TASK BRIEF.
Pick out every line below that contains the string "Query" and copy each one in full. Case counts.
==== EXTRACTED INFORMATION ====
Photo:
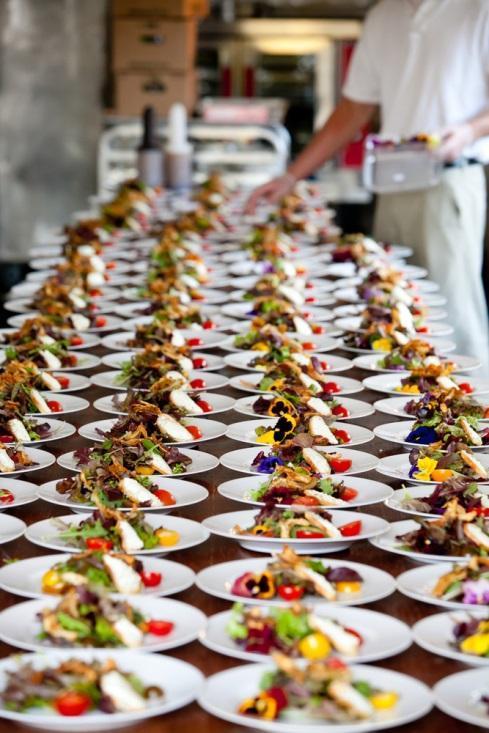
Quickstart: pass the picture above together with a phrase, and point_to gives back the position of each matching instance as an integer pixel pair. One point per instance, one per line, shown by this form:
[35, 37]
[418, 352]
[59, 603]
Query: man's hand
====
==== EXTRACTED INFORMATION ====
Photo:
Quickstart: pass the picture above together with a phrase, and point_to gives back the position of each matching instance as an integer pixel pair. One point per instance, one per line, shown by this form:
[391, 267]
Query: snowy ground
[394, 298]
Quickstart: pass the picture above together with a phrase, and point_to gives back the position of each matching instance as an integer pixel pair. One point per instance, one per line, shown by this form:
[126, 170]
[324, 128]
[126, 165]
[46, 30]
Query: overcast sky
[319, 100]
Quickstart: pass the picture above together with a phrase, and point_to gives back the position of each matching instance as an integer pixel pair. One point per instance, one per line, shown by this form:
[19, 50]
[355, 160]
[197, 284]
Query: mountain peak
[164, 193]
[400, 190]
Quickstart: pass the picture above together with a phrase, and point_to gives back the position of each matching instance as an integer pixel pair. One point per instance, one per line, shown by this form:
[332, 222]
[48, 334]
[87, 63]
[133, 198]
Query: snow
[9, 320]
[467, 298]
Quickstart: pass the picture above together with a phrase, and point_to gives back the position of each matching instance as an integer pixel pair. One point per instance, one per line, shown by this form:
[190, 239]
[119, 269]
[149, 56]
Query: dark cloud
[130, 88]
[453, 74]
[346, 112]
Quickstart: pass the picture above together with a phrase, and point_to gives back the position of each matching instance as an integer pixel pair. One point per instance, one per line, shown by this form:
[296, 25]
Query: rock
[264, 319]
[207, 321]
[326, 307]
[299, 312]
====
TASK SOLUTION.
Query: man's hand
Query: snowy ground
Query: overcast sky
Query: mountain peak
Query: snow
Query: dark cloud
Query: rock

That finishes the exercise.